Data items —
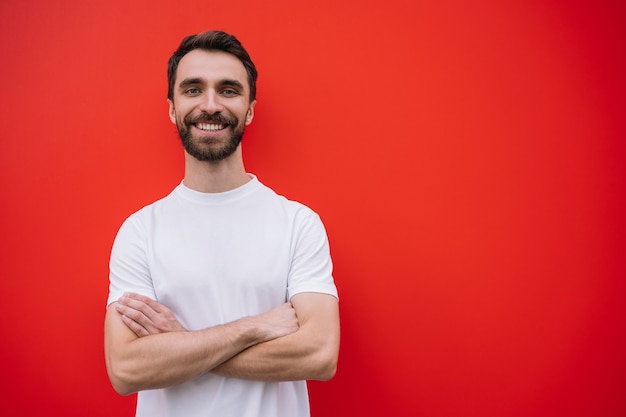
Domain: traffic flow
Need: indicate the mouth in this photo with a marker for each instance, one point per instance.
(210, 127)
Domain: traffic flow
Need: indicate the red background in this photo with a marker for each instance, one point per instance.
(466, 157)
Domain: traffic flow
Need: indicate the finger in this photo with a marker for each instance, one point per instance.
(154, 305)
(134, 312)
(136, 328)
(139, 305)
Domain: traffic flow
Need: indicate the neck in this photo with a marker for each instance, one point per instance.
(215, 177)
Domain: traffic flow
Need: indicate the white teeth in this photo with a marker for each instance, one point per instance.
(209, 127)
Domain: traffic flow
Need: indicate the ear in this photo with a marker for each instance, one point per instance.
(250, 113)
(172, 111)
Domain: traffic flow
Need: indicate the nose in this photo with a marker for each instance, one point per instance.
(211, 103)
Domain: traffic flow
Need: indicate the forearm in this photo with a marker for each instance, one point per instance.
(289, 358)
(167, 359)
(309, 353)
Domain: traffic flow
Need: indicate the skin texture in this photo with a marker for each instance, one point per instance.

WHAT IS BEING ASKED —
Repeat the records above exactly, omitting every picture.

EXERCISE RESULT —
Domain: traffic flow
Need: indicate the mouth in this photo with a marker for each instance, one point per instance.
(210, 127)
Domain: traffic flow
Need: indicate the red background in this photo with a marker for each instance, one point per instance.
(466, 157)
Domain: traffic flow
Need: indicate the finger in this photo with a marker for each instance, one point per instance.
(154, 305)
(134, 312)
(136, 328)
(139, 305)
Domain: traffic flow
Need: indicate the neck in this photo with a marker for each instance, one point per instance.
(215, 177)
Domain: traffic flow
Need: indicate the white teeth in this photo with a marker for each instance, one point per instance.
(209, 127)
Domain: traffic flow
Need: indicate the ear in this photo with a marker for each instance, one point per instance.
(250, 113)
(172, 111)
Domain: traffic flow
Need: indicate the nose in this photo with a marker for each instance, one point per instance.
(211, 103)
Domain: traffic flow
Need: indicate the forearm in this photo with a marker for each instance, one point per instance.
(289, 358)
(167, 359)
(309, 353)
Domain: traffic flow
Need: indicate the skin texture in this photo with a marker for each instance, one point per instance.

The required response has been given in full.